* Source extract:
** START **

Next, we will discuss how we can detect anomalies present in the data and remove them to create a clean data set to train our model.
Next, we’ll look at a technology called Docker that is used for deploying models in isolated and portable environments. We will see how we can deploy our model in what is known as a Docker container.
Instead of using one-hot encoding for day and month features and appending them to the categorical_columns variable, let’s imagine you want to use embeddings to represent these features. You can use the feature column tf.feature_column.embedding_column for this. Assume an embedding dimensionality of 32. You have the feature names of day and month columns stored in _VOCAB_FEATURE_KEYS (contains ['day', 'month']) and their dimensionality in _MAX_CATEGORICAL_FEATURE_VALUES (contains [7, 12]).
You have developed a data pipeline and a robust model that can be used to predict the severity of forest fires based on the weather data. Now you want to go a step further and offer this as a more accessible service by deploying the model on a machine and enabling access through a REST API. This process is also known as productionizing a machine learning model. To do that, you are first going to create an isolated environment dedicated to model serving. The technology you will use is Docker.
CAUTION It is vitally important that you have Docker installed on your machine before proceeding further. To install Docker, follow the guide: https://docs.docker.com/engine/install/ubuntu/.
In TFX, you can deploy your model as a container, where the container is provisioned by Docker. According to the official Docker website, a Docker container is
a standard unit of software that packages up code and all its dependencies so the application runs quickly and reliably from one computing environment to another.

** END **

* Set problem 1: Reproduce the Docker excerpt between "In TFX, you" and "environment to another.", inclusive.
The Docker excerpt has no connection to the records after it.

Entries from a point annotation set

** START **

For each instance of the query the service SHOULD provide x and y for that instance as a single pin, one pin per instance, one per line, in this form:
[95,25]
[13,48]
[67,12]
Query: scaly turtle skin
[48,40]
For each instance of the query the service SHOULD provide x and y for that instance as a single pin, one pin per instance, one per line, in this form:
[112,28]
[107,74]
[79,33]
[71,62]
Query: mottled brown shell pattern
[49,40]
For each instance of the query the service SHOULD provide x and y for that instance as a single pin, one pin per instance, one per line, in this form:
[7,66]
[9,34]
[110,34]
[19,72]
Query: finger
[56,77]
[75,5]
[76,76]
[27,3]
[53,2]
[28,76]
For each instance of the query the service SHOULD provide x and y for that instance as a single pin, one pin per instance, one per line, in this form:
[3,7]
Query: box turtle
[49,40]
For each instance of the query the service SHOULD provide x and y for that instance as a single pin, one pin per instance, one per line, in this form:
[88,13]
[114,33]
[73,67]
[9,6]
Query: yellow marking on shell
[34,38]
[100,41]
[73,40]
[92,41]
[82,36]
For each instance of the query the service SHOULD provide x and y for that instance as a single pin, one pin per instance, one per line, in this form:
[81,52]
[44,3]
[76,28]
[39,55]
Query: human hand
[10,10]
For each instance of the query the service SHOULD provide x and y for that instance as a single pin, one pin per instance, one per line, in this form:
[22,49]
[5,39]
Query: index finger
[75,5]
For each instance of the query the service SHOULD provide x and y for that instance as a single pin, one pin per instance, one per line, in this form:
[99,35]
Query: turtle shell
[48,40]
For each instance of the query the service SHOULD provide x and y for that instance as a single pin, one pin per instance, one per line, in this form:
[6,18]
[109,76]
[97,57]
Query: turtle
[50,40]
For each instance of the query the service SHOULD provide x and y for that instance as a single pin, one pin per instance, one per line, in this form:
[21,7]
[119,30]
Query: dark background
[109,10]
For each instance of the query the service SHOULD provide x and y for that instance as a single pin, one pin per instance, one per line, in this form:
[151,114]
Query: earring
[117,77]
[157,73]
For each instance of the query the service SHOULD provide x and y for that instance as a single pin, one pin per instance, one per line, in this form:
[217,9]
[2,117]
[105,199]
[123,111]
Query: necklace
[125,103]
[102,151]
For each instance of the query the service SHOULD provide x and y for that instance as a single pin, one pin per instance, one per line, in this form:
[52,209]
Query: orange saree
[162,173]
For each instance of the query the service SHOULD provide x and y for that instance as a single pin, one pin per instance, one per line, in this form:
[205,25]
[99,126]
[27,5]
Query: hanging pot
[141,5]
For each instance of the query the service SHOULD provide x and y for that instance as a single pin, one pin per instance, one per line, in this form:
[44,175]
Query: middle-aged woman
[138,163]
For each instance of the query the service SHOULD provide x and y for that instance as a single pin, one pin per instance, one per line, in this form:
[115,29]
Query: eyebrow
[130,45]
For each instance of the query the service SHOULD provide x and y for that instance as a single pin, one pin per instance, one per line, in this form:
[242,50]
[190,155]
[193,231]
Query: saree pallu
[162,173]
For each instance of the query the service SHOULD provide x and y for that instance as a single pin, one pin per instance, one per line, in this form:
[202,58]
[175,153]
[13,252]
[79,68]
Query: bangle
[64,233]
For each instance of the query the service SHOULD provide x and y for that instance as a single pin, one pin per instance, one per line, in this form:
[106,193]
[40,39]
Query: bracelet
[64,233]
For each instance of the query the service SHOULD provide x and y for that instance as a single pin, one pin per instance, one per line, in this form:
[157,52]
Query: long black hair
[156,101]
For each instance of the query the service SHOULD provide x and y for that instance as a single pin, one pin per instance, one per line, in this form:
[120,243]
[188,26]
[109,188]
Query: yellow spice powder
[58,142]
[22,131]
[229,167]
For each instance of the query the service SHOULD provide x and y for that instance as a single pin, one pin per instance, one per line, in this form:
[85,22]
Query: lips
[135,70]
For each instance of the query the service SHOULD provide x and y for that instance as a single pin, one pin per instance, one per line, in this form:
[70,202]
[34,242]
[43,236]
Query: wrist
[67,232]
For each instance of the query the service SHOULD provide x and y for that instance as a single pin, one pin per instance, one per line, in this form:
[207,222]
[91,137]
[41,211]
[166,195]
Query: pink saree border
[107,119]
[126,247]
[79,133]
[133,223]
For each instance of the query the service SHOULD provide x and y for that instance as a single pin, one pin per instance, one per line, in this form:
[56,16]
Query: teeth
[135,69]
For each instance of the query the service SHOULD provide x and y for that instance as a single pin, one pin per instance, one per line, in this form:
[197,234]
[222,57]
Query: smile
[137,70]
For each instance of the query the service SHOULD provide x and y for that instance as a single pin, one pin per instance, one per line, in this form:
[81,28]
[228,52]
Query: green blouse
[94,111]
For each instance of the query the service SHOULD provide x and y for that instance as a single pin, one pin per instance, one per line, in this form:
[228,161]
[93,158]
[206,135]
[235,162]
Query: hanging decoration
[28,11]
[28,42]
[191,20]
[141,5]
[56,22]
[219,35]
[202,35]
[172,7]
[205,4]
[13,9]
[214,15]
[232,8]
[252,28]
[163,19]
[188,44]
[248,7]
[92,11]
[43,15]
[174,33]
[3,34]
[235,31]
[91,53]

** END **

* Set problem 2: Please list every line of the records that contains the string "turtle".

* Written answer 1:
In TFX, you can deploy your model as a container, where the container is provisioned by Docker. According to the official Docker website, a Docker container is
a standard unit of software that packages up code and all its dependencies so the application runs quickly and reliably from one computing environment to another.

* Written answer 2:
Query: scaly turtle skin
Query: box turtle
Query: turtle shell
Query: turtle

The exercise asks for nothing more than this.